Written problem
Edit all of the entries below by replacing every occurrence of "farthest from its outline" with "farthest from its boundary", leaving all other text unchanged.
[START Listed entries]
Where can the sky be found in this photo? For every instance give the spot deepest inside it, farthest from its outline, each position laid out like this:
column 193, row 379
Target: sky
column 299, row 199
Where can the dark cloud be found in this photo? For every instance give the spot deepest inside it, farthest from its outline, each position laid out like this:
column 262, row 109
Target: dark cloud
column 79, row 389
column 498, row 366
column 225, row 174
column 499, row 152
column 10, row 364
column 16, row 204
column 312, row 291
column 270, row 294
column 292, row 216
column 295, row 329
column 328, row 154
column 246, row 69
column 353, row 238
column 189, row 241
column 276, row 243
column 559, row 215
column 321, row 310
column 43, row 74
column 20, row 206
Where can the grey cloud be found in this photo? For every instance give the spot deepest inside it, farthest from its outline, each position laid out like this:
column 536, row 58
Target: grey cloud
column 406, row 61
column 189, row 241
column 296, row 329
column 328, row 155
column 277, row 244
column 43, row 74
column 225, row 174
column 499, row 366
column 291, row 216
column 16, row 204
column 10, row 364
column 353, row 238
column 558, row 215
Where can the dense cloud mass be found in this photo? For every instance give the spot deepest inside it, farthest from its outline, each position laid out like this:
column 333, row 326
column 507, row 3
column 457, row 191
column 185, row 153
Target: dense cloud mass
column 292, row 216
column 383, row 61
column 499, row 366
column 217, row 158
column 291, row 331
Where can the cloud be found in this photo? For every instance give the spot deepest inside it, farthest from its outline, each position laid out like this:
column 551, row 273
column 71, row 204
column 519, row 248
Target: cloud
[END Listed entries]
Final answer
Where can the sky be found in this photo? For every instance give the spot deepest inside it, farthest from its boundary, each position laid out like this:
column 193, row 379
Target: sky
column 299, row 199
Where can the dark cloud be found in this photo? For every instance give the spot deepest inside it, farthest from its boundary, each position laid out like this:
column 262, row 109
Target: dark cloud
column 79, row 389
column 498, row 366
column 225, row 174
column 499, row 152
column 10, row 364
column 16, row 204
column 312, row 291
column 270, row 294
column 292, row 216
column 295, row 329
column 328, row 154
column 246, row 69
column 353, row 238
column 189, row 241
column 276, row 243
column 559, row 215
column 321, row 310
column 43, row 74
column 20, row 206
Where can the grey cloud be found in this photo? For every instance give the spot deepest inside it, farthest from its boundary, each position laid out like this:
column 536, row 58
Target: grey cloud
column 406, row 61
column 189, row 241
column 296, row 329
column 328, row 155
column 277, row 244
column 43, row 74
column 225, row 174
column 499, row 366
column 291, row 216
column 16, row 204
column 10, row 364
column 353, row 238
column 558, row 215
Where can the dense cloud mass be found in this photo? For every instance give the spot deepest inside it, farthest from its boundary, each position laid out like this:
column 333, row 326
column 507, row 3
column 457, row 191
column 185, row 153
Target: dense cloud mass
column 292, row 216
column 383, row 61
column 499, row 366
column 217, row 158
column 291, row 331
Where can the cloud be found in this photo? For every instance give the spot deepest inside it, farthest from its boundary, each position laid out like this:
column 551, row 273
column 71, row 204
column 519, row 248
Target: cloud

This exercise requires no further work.